__Data for the task__.
⟨

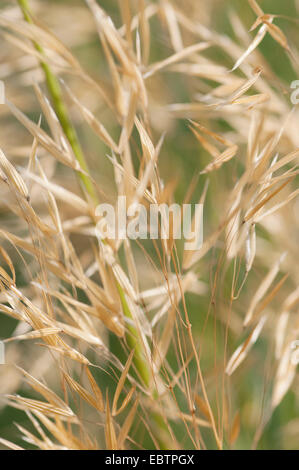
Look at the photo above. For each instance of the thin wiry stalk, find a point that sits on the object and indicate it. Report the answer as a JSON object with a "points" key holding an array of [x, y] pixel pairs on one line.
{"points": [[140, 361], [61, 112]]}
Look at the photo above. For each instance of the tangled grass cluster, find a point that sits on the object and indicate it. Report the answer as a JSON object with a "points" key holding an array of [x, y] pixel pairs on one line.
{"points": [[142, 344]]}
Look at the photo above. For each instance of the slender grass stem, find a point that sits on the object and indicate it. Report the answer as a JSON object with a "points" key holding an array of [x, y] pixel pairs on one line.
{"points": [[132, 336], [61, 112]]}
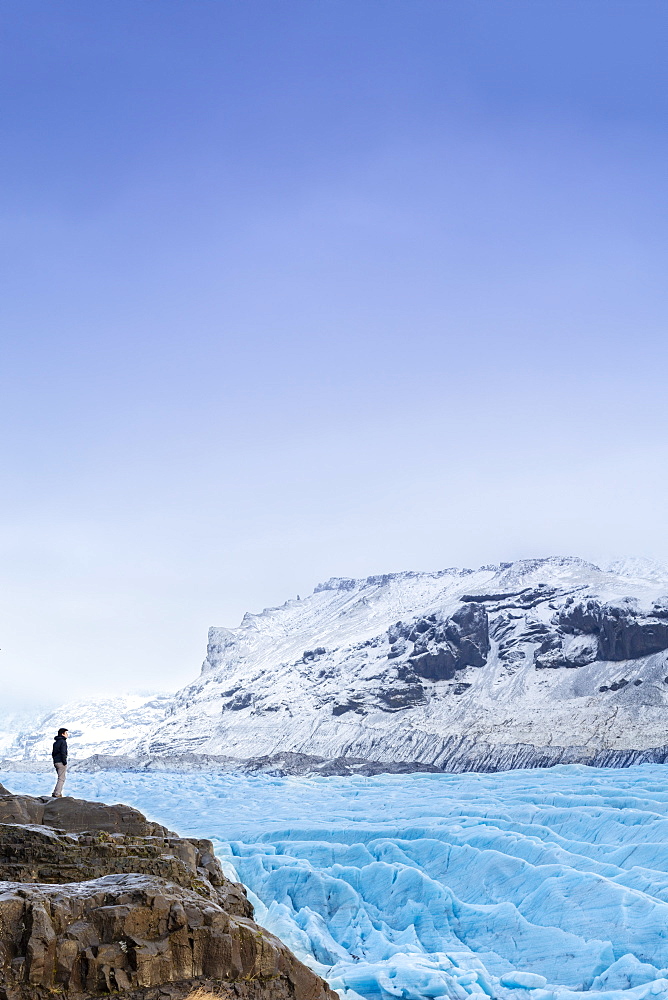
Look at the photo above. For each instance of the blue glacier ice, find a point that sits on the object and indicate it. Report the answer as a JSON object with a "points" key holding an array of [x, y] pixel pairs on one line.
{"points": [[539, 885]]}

⟩

__Your goal__. Reproduce all of the material above word for word, including the coordinate lines, and omit the pictures.

__Completed task__.
Look at the photo above. For each instance of the thin wiry stalk, find a point that sits on the object and indicate it. Report the answer as a JSON object with a "points" key holding an array of [x, y] pixel pairs on one line.
{"points": [[140, 361], [61, 112]]}
Look at the photo above. For each instance of the tangled grass cluster, find a point that sits on the object and indicate it. Report the answer as a JSON object with a "points" key holding an array of [x, y] pixel pairs on one line.
{"points": [[142, 344]]}
Look at the photo above. For each instance of the slender grass stem, find a point that sits on the object and indicate it. Report the answer as a JSON object with a "points" key holding an array of [x, y] pixel pairs on one line.
{"points": [[132, 336], [61, 112]]}
Look at the photo above. For each instance of the blue glacier ice, find a point that sits on the object and indicate it. Report the answer as a JSON object with a "points" key holding an array of [x, y] pixel pairs on one line.
{"points": [[539, 885]]}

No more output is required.